- Excerpt
□ □ □ □

Our Philosophy: Lack of planning (on your part) does not justify an emergency (on our part).

Plan sets:

All pricing quoted is for residential roof mounted or ground mounted grid tied systems only. No commercial, battery back up or off grid systems. Additional fees will apply depending on complexity of other types of projects.

All commercial projects are quoted individually.

Change Orders:

In the event of a project change order that impacts design in a major way, we reserve the right to charge up to 40% of original project fee to revise the plans. I.E. Changing the module quantity/model, changing inverter quantity/model, changing the array layout drastically. If you choose not to upload a roof sketch with design submission and found there was vents or something else obstructing the array we designed, that is not our fault. It is up to the contractor/builder to verify a layout prior to sending the project to us. Change orders on older projects that were drafted longer then 180 days may be subject to additional fees. Change orders on projects that are due code changes may be subject to additional fees.

Liability:

We are not liable for any damage, production loss, or anything related to the installation of the project. It is up to the contractor to install the system correctly and verify it was designed correctly. If we had a mistake or typographical error on any plan sets, we are not responsible for contractor mistaking that information for fact. The contractor is responsible for reviewing our work prior to doing any work on the project and prior to submitting to the building department.

Payment:

If payment is late, we reserve the right to charge up to a 3% fee compounded daily until invoice is paid in full, unless prior arrangements have been made. If payment is unpaid after we have contacted you, we start by filing a formal complaint with CSLB. Then if payment is unpaid, we will send the invoice to a collection agency, then small claims. We are not a bank.

□ □ □ □

- Information provided
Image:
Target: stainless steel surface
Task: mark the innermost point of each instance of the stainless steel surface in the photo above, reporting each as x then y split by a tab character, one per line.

□ □ □ □

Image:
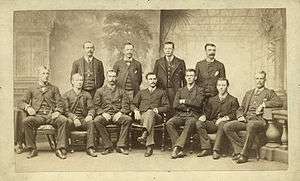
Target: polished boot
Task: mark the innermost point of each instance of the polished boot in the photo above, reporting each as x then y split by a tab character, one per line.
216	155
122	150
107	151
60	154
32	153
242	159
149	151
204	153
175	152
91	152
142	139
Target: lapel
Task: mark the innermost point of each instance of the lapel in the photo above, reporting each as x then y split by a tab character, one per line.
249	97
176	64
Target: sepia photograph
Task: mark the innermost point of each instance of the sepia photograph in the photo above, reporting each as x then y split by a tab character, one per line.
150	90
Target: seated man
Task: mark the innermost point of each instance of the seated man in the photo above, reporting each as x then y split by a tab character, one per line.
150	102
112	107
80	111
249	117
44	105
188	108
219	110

□ □ □ □

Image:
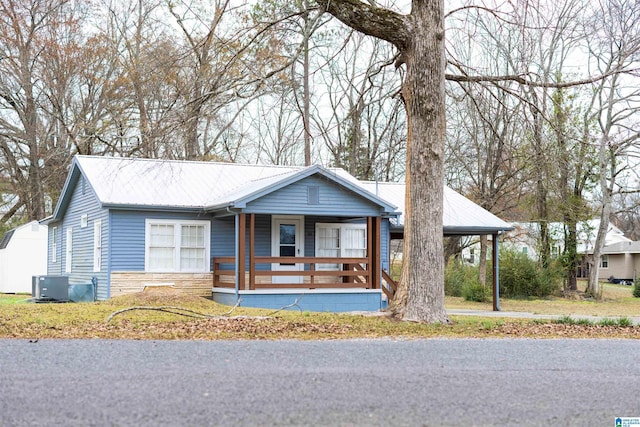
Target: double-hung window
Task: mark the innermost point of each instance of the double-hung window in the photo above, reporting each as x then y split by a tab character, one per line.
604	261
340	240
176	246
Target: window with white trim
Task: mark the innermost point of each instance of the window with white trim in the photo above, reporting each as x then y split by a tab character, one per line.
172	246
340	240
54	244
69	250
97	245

□ □ □ □

- What to do
• a. According to the terms, how much can be charged to revise the plans after a change order that affects the design in a major way?
• b. Reproduce everything in the terms from "Our Philosophy: Lack" down to "are quoted individually.".
You won't need the lines to do any of this.

- Responses for each task
• a. Up to 40% of the original project fee.

• b.
Our Philosophy: Lack of planning (on your part) does not justify an emergency (on our part).

Plan sets:

All pricing quoted is for residential roof mounted or ground mounted grid tied systems only. No commercial, battery back up or off grid systems. Additional fees will apply depending on complexity of other types of projects.

All commercial projects are quoted individually.